Rewrite the listing below starting with the line that contains "the street tree" and going on through the line that contains "448;446;500;500", both of those lines included. Keep the requests as they are and add 29 to every coordinate in the boxes.
━━━ MATERIAL ━━━
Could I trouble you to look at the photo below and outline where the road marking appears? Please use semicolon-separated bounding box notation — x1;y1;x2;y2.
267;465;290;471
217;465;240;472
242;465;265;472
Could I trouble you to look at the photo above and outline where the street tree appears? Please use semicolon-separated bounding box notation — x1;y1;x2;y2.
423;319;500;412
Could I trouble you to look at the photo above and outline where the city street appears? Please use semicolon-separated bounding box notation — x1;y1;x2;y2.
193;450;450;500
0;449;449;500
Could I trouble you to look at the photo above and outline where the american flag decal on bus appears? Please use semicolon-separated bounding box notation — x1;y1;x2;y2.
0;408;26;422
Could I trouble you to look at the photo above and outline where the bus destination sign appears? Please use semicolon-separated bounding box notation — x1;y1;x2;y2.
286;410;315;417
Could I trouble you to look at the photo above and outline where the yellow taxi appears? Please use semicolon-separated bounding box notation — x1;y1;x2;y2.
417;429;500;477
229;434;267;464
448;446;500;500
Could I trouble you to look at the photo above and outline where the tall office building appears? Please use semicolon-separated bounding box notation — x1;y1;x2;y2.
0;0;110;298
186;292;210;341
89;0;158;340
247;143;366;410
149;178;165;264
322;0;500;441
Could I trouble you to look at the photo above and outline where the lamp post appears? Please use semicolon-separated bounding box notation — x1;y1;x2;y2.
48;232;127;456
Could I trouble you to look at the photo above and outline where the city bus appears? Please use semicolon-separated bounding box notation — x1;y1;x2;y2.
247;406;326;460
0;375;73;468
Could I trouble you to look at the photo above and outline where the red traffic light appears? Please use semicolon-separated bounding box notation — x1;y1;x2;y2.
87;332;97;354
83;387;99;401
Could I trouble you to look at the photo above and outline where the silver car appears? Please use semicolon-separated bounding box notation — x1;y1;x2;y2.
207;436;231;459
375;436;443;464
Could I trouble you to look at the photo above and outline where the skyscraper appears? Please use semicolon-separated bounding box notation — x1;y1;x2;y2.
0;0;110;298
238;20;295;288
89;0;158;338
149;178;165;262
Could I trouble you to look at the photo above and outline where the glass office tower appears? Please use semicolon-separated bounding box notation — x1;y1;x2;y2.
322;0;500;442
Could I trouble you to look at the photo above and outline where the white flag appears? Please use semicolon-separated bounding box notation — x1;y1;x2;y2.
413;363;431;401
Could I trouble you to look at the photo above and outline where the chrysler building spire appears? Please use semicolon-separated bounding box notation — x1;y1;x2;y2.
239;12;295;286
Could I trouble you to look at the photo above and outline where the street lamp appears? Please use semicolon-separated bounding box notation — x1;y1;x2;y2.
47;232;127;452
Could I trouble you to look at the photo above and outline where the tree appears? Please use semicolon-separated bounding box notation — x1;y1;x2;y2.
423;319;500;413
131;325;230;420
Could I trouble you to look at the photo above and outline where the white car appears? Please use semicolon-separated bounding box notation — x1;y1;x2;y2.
━━━
# [ANSWER TO THIS TASK]
Could I trouble you to look at the photo above and outline where the street tree appears? Please use semicolon-separated bounding box notation — x1;y1;x2;y2.
452;348;529;441
Could I trouble you to look at the photo above and outline where the city street appears? Please use semicolon-separated bounding box notation — x1;y1;x2;y2.
222;479;479;529
29;478;478;529
Could I trouble you to look at the photo above and outline where the american flag decal on bus appears? Please use semicolon-separated bounding box notation — x1;y1;x2;y2.
29;437;55;451
Could I trouble you to look at the photo above and outline where the bus destination sign appears? Please use semicolon-separated bounding box notation — x1;y1;x2;y2.
315;439;344;446
Could I trouble you to look at the photo above and outline where the yellow taxi appears? Please use semicolon-separated bounding box notation — x1;y1;x2;y2.
446;458;529;506
258;463;296;493
477;475;529;529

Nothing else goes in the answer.